> _Exercise brief_
Write every line of the material again exactly, with no pictures in the copy.

> _Source material_
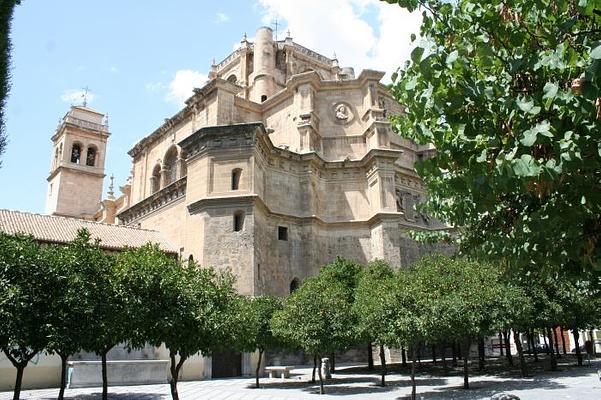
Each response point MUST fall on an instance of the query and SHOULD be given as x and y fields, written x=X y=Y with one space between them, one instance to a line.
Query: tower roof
x=61 y=230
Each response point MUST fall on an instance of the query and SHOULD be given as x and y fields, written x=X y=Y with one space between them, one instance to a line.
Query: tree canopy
x=508 y=94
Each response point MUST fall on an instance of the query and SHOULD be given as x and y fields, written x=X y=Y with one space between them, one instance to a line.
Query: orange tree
x=509 y=94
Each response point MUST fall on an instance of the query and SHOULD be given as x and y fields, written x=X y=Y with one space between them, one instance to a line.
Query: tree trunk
x=545 y=341
x=454 y=354
x=383 y=363
x=321 y=388
x=173 y=380
x=466 y=356
x=104 y=377
x=501 y=344
x=508 y=348
x=577 y=344
x=481 y=357
x=556 y=342
x=445 y=367
x=370 y=357
x=518 y=345
x=413 y=388
x=534 y=349
x=18 y=381
x=175 y=368
x=20 y=366
x=403 y=357
x=552 y=352
x=333 y=363
x=61 y=393
x=258 y=368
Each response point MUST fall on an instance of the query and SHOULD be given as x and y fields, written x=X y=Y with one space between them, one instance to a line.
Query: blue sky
x=140 y=59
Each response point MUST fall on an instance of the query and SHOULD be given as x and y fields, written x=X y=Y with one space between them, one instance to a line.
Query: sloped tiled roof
x=53 y=229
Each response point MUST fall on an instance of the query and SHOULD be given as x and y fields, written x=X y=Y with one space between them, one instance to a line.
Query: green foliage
x=507 y=92
x=371 y=305
x=25 y=297
x=258 y=312
x=344 y=271
x=317 y=317
x=458 y=298
x=6 y=13
x=189 y=308
x=81 y=296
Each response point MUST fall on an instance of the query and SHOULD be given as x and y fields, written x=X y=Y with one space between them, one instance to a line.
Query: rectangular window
x=282 y=233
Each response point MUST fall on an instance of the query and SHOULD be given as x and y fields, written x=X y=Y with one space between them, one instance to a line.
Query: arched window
x=238 y=221
x=236 y=174
x=183 y=169
x=170 y=165
x=76 y=153
x=155 y=179
x=294 y=285
x=91 y=156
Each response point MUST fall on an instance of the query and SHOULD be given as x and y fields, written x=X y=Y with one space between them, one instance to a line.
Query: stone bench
x=282 y=369
x=121 y=372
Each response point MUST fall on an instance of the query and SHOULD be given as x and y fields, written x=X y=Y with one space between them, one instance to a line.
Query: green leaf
x=529 y=138
x=411 y=83
x=416 y=54
x=526 y=166
x=452 y=57
x=550 y=90
x=596 y=53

> _Solution to this task_
Each response point MUST fall on an instance of the query and SHOULD be given as x and y fields, written x=X y=Y with one space between them, one instance to a line.
Query: tower roof
x=61 y=230
Each response point MUST fall on an instance of the query and SHOULD be given as x and y fields, written x=X y=Y with one space between them, one instance to a line.
Query: tree canopy
x=508 y=94
Each response point MUST fall on an instance of the query and SHOULD be given as x and y fields, written x=X y=Y with one space between them, one instance to a line.
Query: orange tree
x=509 y=94
Each response point MUST fall on an instance of the query and SHOULD be given as x and y fields, written x=X y=Y with one space between them, one instance to a line.
Query: tree trunk
x=545 y=341
x=454 y=354
x=383 y=363
x=321 y=388
x=173 y=380
x=466 y=356
x=104 y=377
x=501 y=344
x=508 y=348
x=577 y=344
x=481 y=357
x=556 y=342
x=445 y=367
x=370 y=357
x=518 y=345
x=413 y=388
x=534 y=349
x=18 y=381
x=175 y=368
x=20 y=366
x=403 y=357
x=552 y=352
x=333 y=363
x=61 y=393
x=258 y=368
Each response point MUST fall on an instance of the query and SHOULD be given as x and y fields, written x=X y=Y with one space between them, one instance to a line.
Query: blue sky
x=140 y=59
Each response point MUST fall on an instance of the query and SHOULD be given as x and y fields, written x=X y=Y with one space between them, one instance to a line.
Query: sloped tiled roof
x=53 y=229
Each response point MUST fall on an instance of the query and SHOULD be given as x and y fields, written x=X y=Y with one space between them, one instance to a line.
Query: green foliage
x=507 y=92
x=371 y=305
x=25 y=297
x=258 y=312
x=344 y=271
x=317 y=317
x=458 y=298
x=6 y=13
x=189 y=308
x=81 y=296
Each response point MUST fall on an instance of the query and SHOULD be given as x and y fields, written x=X y=Y with one space between them, one instance to a line.
Query: rectangular window
x=282 y=233
Each response point MUST fall on an instance of the query and SHOULD be given as x and y fields, written x=X y=Y with one space between them, one instance to a line.
Query: arched window
x=238 y=221
x=236 y=174
x=183 y=169
x=170 y=165
x=76 y=153
x=155 y=179
x=294 y=285
x=91 y=156
Each response point MUST fall on an instance of the query and SHOULD be given as x and y fields, written x=X y=Y with one space between them, one instance to a line.
Query: stone bench
x=282 y=369
x=121 y=372
Each response point MUST fall on an instance of the query and SHOULD be given as x and y fields, written x=X y=Y with one space between them, one instance to a line.
Query: green leaf
x=529 y=138
x=411 y=83
x=416 y=54
x=526 y=166
x=452 y=57
x=550 y=90
x=596 y=53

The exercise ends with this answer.